Remix album by Holly Johnson
- Released: 4 June 1990
- Genre: Dance
- Length: 39:59
- Label: MCA
- Producer: Andy Richards; Dan Hartman; Stephen Hague; Steve Lovell;

Holly Johnson chronology
| Blast (1989) | Hollelujah – The Remix Album (1990) | Dreams That Money Can't Buy (1991) |

= Hollelujah =

Hollelujah is a remix album by the English singer and musician Holly Johnson, which was released by MCA in 1990. The album features five remixes and "Hollelujah", a reworking of the chorus of the 1741 oratorio Messiah Part II by George Frideric Handel.

● **WRITTEN EXERCISE 1**:
Return the passage of the Hollelujah album entry starting at "Holly Johnson chronology" and ending at "George Frideric Handel.", copied word for word.
● **WRITTEN EXERCISE 2**:
From the Hollelujah album entry, answer:
(a) On what date was the album released?
(b) What is the album's total length?
(c) In what year was the oratorio reworked in the title track composed?

● **RAW RECORDS**:
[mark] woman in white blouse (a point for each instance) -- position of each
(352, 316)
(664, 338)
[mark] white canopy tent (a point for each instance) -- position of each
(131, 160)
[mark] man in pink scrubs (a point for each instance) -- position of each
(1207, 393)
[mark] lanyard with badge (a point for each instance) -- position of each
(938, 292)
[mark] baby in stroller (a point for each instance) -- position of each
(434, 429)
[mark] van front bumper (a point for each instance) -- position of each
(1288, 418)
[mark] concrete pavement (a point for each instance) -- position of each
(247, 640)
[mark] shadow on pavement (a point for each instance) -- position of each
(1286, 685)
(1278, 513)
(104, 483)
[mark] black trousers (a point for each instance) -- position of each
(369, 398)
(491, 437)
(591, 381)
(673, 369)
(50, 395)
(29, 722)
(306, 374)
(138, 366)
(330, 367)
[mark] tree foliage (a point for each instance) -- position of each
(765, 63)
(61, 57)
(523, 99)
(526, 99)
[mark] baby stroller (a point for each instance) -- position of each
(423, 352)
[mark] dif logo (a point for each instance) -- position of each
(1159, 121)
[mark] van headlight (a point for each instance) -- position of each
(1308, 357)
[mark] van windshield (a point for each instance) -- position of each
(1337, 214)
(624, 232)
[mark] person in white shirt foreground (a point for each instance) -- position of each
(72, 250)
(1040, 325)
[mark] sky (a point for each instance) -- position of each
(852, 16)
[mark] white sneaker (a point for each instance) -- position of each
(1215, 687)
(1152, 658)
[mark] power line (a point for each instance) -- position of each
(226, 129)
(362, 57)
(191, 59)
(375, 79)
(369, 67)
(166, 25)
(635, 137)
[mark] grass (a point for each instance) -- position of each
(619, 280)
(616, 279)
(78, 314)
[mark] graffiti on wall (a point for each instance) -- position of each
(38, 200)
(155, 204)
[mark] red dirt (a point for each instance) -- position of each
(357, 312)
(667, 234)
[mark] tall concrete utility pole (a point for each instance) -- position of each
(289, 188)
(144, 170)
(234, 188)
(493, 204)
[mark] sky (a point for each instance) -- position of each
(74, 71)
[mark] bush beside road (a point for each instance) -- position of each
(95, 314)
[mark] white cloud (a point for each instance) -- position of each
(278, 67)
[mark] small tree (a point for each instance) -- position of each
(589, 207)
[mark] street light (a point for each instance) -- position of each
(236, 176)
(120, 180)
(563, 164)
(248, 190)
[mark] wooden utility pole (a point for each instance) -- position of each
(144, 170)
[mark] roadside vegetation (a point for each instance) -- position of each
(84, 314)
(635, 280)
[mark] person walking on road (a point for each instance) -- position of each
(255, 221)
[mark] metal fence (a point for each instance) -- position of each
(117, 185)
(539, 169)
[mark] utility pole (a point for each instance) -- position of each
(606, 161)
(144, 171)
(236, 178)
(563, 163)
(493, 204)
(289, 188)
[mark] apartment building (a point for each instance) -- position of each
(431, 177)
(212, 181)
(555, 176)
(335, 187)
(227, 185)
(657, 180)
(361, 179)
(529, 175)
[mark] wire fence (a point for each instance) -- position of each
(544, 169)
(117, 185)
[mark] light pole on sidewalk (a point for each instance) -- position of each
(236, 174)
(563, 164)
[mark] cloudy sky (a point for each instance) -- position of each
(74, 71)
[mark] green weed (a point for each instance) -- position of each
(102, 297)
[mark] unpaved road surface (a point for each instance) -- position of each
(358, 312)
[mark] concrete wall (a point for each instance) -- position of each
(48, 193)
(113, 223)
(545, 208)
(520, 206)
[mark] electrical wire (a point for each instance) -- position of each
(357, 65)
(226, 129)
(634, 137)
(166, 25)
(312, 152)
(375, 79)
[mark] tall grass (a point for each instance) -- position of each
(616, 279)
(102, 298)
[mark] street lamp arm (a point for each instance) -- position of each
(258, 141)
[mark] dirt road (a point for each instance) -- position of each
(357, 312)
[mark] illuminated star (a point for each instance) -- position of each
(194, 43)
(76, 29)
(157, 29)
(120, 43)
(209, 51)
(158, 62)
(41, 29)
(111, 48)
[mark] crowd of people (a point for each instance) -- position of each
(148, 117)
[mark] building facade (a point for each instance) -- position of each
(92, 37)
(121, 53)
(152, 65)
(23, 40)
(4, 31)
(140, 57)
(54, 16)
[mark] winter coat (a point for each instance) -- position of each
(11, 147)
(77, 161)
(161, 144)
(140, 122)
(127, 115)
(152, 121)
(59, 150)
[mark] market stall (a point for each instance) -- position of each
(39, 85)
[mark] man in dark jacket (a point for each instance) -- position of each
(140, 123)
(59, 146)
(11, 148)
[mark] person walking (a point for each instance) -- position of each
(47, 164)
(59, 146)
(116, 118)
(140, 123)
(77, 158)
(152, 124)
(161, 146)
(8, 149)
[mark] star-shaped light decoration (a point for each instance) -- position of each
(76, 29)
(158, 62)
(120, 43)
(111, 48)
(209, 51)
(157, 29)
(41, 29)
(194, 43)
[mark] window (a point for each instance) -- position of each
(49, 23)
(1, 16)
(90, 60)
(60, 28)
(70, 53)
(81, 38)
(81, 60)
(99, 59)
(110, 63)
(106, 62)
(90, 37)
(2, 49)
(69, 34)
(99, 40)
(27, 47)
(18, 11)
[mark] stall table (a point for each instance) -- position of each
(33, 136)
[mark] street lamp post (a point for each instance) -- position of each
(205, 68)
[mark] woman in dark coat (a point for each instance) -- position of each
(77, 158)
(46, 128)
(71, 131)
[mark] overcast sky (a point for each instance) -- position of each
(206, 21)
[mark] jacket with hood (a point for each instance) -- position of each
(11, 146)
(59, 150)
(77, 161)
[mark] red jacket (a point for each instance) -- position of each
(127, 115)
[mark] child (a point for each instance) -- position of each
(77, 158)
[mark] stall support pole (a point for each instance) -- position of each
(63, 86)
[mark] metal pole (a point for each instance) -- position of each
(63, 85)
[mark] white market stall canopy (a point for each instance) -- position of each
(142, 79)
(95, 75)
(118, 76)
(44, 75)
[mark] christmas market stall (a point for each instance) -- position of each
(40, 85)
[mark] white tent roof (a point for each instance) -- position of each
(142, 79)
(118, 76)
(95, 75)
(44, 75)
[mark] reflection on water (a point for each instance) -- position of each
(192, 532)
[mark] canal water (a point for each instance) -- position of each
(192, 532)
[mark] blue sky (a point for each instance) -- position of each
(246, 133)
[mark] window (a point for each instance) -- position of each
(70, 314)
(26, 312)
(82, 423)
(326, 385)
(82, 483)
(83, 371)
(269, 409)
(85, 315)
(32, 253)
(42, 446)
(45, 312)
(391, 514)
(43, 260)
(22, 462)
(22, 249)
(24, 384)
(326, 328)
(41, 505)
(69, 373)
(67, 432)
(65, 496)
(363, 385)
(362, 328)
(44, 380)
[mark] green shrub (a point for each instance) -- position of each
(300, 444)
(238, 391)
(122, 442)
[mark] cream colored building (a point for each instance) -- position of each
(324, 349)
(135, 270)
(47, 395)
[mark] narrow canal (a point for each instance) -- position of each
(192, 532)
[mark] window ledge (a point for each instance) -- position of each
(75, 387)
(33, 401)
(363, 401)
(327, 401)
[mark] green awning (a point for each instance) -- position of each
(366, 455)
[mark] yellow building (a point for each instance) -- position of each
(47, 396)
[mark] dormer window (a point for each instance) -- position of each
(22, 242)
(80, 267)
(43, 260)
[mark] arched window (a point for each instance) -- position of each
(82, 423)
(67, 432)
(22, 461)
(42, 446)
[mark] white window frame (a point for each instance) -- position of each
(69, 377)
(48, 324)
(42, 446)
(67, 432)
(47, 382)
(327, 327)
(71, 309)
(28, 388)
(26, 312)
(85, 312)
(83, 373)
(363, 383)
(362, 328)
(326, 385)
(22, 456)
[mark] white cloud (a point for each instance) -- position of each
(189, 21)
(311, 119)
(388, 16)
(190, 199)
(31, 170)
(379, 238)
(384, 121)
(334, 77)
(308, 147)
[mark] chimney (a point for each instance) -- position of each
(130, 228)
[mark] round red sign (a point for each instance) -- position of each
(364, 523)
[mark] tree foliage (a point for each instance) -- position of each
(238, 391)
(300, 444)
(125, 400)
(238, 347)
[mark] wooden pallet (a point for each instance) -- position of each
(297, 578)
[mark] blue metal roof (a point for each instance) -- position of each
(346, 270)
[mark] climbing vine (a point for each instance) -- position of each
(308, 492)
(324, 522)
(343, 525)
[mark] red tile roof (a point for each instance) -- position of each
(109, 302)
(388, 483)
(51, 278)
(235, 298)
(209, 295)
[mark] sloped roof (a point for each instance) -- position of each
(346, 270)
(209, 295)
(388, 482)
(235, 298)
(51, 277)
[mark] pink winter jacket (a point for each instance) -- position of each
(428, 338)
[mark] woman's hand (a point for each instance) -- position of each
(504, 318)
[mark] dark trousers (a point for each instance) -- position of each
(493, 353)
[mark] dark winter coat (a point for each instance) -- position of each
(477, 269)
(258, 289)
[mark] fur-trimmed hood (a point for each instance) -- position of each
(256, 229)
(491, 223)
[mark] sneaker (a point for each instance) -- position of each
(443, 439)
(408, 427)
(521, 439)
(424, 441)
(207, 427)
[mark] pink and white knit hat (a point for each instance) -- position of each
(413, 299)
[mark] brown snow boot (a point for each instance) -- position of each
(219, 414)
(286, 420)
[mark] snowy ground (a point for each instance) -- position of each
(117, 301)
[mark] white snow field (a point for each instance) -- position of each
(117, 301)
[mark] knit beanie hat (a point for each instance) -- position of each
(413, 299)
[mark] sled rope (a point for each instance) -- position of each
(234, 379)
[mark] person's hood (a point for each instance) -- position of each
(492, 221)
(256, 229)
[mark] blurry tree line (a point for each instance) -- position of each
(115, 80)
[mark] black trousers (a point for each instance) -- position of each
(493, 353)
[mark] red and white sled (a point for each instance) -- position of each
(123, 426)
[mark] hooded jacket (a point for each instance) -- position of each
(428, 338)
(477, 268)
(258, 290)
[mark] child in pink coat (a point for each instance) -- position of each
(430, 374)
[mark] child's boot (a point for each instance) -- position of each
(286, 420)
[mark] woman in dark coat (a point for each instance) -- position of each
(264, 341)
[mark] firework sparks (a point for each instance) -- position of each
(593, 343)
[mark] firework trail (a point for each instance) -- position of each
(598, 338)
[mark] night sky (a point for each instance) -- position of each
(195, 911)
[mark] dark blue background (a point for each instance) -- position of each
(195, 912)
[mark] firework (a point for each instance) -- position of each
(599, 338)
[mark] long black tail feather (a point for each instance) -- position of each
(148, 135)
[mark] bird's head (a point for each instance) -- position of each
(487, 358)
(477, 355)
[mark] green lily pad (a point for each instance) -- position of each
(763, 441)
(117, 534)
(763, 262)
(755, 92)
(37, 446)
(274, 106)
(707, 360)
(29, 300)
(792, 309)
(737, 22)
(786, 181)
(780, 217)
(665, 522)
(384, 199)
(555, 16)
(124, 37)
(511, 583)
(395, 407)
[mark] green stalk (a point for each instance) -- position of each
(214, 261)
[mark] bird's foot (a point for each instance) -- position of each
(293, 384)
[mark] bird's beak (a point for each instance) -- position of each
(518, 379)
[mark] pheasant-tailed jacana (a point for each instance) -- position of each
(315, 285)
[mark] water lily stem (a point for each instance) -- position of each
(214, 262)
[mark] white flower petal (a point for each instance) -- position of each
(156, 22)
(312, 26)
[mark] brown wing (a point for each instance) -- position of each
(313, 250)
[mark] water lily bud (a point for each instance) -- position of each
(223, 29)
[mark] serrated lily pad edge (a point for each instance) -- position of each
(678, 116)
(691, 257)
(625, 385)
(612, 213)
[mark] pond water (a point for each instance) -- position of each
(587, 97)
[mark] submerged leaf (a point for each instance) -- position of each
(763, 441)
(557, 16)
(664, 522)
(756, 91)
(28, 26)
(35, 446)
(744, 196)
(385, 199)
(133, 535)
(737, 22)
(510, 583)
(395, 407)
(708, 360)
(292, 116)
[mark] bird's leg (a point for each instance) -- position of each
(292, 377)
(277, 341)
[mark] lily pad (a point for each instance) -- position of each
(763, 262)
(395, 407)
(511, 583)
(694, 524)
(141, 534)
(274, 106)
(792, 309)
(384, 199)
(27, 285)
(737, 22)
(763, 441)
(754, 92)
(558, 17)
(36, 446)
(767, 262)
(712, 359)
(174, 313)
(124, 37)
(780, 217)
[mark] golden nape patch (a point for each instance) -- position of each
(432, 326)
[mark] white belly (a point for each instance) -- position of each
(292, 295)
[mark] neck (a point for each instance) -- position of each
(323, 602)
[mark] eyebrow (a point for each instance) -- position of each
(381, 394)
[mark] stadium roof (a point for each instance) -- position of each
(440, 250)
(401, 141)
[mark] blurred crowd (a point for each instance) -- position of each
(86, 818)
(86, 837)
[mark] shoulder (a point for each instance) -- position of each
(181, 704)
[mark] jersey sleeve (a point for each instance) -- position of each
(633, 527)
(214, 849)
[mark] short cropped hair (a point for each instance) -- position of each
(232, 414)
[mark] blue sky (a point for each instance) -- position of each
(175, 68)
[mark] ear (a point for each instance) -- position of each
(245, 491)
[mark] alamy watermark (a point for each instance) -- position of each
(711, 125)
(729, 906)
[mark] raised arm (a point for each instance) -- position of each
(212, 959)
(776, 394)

● **CORRECT ANSWER 1**:
Holly Johnson chronology
| Blast (1989) | Hollelujah – The Remix Album (1990) | Dreams That Money Can't Buy (1991) |

= Hollelujah =

Hollelujah is a remix album by the English singer and musician Holly Johnson, which was released by MCA in 1990. The album features five remixes and "Hollelujah", a reworking of the chorus of the 1741 oratorio Messiah Part II by George Frideric Handel.

● **CORRECT ANSWER 2**:
(a) 4 June 1990
(b) 39:59
(c) 1741